_Directions_. Every record that appears below should be transcribed exactly.

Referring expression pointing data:
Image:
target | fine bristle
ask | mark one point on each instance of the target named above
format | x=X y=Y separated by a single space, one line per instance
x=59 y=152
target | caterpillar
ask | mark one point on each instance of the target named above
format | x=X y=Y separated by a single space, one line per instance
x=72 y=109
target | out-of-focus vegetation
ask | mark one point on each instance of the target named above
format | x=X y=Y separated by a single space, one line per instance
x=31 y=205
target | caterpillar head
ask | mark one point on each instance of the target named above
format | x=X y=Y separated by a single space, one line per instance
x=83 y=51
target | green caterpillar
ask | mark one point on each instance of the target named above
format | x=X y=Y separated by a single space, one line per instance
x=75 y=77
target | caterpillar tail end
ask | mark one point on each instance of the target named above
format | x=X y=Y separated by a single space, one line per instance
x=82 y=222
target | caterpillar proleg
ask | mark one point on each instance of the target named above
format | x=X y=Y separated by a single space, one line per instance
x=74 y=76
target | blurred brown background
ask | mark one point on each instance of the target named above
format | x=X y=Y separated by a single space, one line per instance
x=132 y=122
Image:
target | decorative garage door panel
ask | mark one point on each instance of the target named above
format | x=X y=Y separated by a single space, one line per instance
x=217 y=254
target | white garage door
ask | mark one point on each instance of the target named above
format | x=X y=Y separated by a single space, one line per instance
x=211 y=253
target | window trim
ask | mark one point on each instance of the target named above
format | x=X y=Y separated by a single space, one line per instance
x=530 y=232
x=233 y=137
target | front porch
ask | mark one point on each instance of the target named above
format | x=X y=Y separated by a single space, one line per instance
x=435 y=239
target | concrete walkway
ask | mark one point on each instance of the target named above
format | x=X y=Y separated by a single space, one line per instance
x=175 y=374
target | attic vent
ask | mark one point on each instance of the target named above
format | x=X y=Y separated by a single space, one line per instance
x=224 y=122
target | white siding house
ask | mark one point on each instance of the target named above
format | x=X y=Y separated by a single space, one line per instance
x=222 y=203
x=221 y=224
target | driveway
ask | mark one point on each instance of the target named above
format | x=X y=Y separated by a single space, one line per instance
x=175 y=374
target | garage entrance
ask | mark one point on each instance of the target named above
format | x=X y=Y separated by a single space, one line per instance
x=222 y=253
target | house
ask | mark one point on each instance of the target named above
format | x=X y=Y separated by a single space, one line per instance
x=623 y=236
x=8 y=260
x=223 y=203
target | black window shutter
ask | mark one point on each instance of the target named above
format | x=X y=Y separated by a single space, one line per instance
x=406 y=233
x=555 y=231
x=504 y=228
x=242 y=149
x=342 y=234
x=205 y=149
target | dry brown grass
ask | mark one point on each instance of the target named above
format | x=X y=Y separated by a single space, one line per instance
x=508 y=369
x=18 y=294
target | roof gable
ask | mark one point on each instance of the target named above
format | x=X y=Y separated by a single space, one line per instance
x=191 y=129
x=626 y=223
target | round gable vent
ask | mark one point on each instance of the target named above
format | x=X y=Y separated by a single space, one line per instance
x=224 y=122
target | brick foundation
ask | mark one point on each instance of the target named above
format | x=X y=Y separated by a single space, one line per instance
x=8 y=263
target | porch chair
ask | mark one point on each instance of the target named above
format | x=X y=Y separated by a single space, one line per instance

_Your response_.
Image:
target | fine bristle
ask | mark one point on each instance of the target named above
format | x=X y=Y separated by a single space, one line per instance
x=59 y=152
target | caterpillar
ask | mark one point on each instance of the target named above
format | x=X y=Y separated by a single space, one line per instance
x=72 y=109
target | out-of-focus vegetation
ask | mark one point on each instance of the target named above
format | x=X y=Y separated by a single space, one line per instance
x=31 y=205
target | caterpillar head
ask | mark one point on each instance of the target named above
format | x=X y=Y separated by a single space, one line per instance
x=83 y=51
target | green caterpillar
ask | mark one point on each instance of the target named above
format | x=X y=Y separated by a single space, one line per instance
x=75 y=77
target | caterpillar tail end
ask | mark one point on each instance of the target named above
format | x=X y=Y separated by a single space, one line per instance
x=82 y=222
target | caterpillar proleg
ask | mark one point on each instance of the target named above
format | x=X y=Y separated by a single space, one line per instance
x=74 y=76
target | blurred brown background
ask | mark one point on each instance of the target named above
format | x=X y=Y separated by a single space, one line per instance
x=132 y=122
Image:
target | decorative garage door panel
ask | mark one point on each instance of the target named above
format | x=X y=Y separated by a single space, one line per instance
x=217 y=254
target | white garage door
ask | mark one point on each instance of the target named above
format | x=X y=Y separated by a single space, one line per instance
x=211 y=253
target | window trim
ask | mark one point on each instance of the target named above
format | x=X y=Y separated by a single space, one line per instance
x=530 y=232
x=233 y=137
target | front porch
ask | mark one point on each instance of the target named above
format | x=X y=Y separated by a single space, one line per instance
x=435 y=239
target | concrete walkway
ask | mark one point on each instance of the target named above
format | x=X y=Y separated by a single space, one line per instance
x=175 y=374
target | attic vent
ask | mark one point on each instance of the target named above
format | x=X y=Y separated by a single space, one line per instance
x=224 y=122
target | white siding house
ask | mark one point on each instance of the target named above
format | x=X y=Y separated by a single space, one line per instance
x=222 y=203
x=221 y=224
target | driveway
ask | mark one point on each instance of the target named above
format | x=X y=Y separated by a single space, one line per instance
x=175 y=374
target | garage entrance
ask | mark one point on each instance of the target named above
format | x=X y=Y separated by a single space, one line per instance
x=222 y=253
target | house
ask | mark one point on each instance of the target named above
format | x=X y=Y separated by a single space, one line per instance
x=623 y=236
x=8 y=260
x=223 y=203
target | black window shutter
ask | mark one point on each instance of the target named above
format | x=X y=Y separated by a single space, one line per instance
x=406 y=233
x=555 y=231
x=504 y=228
x=242 y=149
x=342 y=234
x=205 y=149
target | dry brown grass
ask | mark one point on each instance of the target named above
format | x=X y=Y separated by a single space, one line per instance
x=508 y=369
x=18 y=294
target | roof gable
ask | mark one point on each instance of the target named above
format | x=X y=Y separated by a single space, one line per instance
x=191 y=129
x=626 y=223
target | round gable vent
ask | mark one point on each instance of the target named above
format | x=X y=Y separated by a single space, one line per instance
x=224 y=122
target | brick foundation
ask | mark one point on each instance of the target named above
format | x=X y=Y separated by a single space, one line per instance
x=8 y=263
target | porch chair
ask | mark one point on each instance of the target named above
format | x=X y=Y separated by a single space, one line per instance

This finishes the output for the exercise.